** Data to process **
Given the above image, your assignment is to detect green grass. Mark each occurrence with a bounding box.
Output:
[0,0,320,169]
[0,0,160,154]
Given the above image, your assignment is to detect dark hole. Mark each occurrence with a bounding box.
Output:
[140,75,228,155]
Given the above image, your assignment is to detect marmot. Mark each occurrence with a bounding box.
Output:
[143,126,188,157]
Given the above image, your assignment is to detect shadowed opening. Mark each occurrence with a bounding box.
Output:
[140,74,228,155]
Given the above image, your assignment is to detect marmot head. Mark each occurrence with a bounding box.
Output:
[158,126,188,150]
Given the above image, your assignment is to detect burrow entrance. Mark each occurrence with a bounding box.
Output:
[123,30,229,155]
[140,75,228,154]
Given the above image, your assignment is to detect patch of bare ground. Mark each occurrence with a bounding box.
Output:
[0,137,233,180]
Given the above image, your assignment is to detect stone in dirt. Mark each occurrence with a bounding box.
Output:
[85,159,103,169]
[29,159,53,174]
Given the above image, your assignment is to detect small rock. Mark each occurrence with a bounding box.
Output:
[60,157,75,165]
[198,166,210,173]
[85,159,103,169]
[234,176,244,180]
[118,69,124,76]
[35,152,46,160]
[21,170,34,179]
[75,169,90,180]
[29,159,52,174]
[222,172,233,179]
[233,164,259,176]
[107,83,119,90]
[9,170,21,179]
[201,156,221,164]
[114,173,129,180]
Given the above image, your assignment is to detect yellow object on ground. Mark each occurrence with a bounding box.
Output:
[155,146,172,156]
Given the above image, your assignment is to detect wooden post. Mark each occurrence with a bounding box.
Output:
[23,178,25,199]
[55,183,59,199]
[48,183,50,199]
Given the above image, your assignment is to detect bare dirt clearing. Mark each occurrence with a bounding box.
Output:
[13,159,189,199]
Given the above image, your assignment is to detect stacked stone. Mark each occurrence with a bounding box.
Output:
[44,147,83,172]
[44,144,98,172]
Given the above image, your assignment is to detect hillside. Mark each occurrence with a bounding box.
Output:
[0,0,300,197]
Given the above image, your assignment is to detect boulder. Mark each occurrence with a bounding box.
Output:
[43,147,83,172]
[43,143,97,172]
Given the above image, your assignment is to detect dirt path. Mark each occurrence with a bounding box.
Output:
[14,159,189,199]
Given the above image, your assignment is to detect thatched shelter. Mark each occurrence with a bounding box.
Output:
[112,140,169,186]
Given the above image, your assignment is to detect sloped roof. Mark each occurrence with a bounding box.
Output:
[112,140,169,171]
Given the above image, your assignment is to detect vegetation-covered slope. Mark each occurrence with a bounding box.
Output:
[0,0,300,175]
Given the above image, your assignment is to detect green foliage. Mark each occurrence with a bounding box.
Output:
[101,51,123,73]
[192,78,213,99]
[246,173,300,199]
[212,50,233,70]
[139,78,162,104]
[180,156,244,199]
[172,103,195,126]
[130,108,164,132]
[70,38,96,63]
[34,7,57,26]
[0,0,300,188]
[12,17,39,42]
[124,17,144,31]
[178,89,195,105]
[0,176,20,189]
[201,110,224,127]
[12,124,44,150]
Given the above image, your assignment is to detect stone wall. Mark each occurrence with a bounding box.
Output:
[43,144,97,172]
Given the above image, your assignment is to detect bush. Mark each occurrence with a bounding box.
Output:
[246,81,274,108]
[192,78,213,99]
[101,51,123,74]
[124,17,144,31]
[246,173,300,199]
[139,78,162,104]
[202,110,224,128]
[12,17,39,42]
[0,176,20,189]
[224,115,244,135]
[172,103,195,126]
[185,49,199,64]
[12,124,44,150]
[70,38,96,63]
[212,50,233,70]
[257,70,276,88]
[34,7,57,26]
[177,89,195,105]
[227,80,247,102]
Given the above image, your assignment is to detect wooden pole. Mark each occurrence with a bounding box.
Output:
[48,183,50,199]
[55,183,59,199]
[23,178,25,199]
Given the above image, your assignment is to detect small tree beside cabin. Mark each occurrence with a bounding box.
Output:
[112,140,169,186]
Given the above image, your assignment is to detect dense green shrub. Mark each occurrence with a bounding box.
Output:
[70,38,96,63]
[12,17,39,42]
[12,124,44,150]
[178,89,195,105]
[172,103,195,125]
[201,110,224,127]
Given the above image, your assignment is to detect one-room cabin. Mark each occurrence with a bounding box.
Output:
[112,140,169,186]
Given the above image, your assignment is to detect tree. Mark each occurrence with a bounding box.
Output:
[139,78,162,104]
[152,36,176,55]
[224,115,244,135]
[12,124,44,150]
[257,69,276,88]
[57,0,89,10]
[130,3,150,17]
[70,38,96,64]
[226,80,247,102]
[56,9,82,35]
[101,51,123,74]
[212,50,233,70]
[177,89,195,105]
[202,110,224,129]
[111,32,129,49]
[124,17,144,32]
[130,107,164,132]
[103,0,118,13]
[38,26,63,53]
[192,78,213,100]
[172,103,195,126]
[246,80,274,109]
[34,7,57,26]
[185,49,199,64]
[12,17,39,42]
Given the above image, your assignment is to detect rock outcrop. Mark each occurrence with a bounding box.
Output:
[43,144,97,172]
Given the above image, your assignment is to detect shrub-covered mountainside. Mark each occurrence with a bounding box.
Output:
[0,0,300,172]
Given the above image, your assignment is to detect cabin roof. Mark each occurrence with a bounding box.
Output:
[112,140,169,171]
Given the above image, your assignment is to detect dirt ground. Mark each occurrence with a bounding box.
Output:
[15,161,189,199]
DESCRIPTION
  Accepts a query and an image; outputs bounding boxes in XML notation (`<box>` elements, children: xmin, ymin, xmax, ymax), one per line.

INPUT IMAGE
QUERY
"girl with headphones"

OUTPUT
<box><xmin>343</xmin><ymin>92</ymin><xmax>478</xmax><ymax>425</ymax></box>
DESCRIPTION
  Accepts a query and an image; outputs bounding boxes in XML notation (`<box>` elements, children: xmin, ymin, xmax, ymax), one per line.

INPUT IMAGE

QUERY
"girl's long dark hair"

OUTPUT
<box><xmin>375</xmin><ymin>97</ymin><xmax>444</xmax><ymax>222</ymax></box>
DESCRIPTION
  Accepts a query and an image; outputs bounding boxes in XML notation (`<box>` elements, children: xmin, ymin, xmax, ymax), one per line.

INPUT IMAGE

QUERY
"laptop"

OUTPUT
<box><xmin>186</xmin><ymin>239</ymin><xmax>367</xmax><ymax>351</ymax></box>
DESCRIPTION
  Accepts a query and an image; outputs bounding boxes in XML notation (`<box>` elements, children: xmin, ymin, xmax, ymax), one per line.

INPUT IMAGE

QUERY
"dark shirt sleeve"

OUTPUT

** Written exercise **
Rescale the items between the line holding "Given the above image, your assignment is to detect wooden post." and the line holding "[0,0,300,175]", inclusive. Repeat every line in that span, including the lines that say what to detect, but multiply each bounding box coordinate in the answers by 0.75 and round it to a whole number, with halves rounded up.

** Solution to this task **
Given the above image, your assignment is to detect wooden post. Mark each occurrence with a bounding box.
Output:
[17,134,19,149]
[41,137,44,149]
[36,137,38,149]
Given the above image, your assignment is to detect bare dirt clearing. Mark each occurrence with a bounding box.
Output:
[10,119,142,149]
Given the above image, your assignment is to detect stacked stone. Mark each occurrence with a bounding box.
Output:
[33,110,62,129]
[33,108,74,129]
Given the above image, your assignment is to detect hillside. Mark each occurrence with a bounding box.
Output:
[0,0,225,148]
Given the above image, your assignment is to detect boulder. Mark each occurrence with a bounding box.
Output:
[32,110,62,129]
[32,107,73,129]
Given the above image, your assignment is to detect dirt path. Mark each occurrence with a bounding box.
Output:
[11,119,142,149]
Given the above image, your assignment is to detect thatched shelter. Mark each occurrence with a bounding box.
Output:
[84,105,127,140]
Given the above image, your assignment is to detect sloped roof. Mark each occurrence with a bounding box.
Output:
[84,105,127,128]
Given the above image, your assignment is to detect vegetation-covered slope. Mark each occurrence with a bounding box.
Output:
[0,0,225,131]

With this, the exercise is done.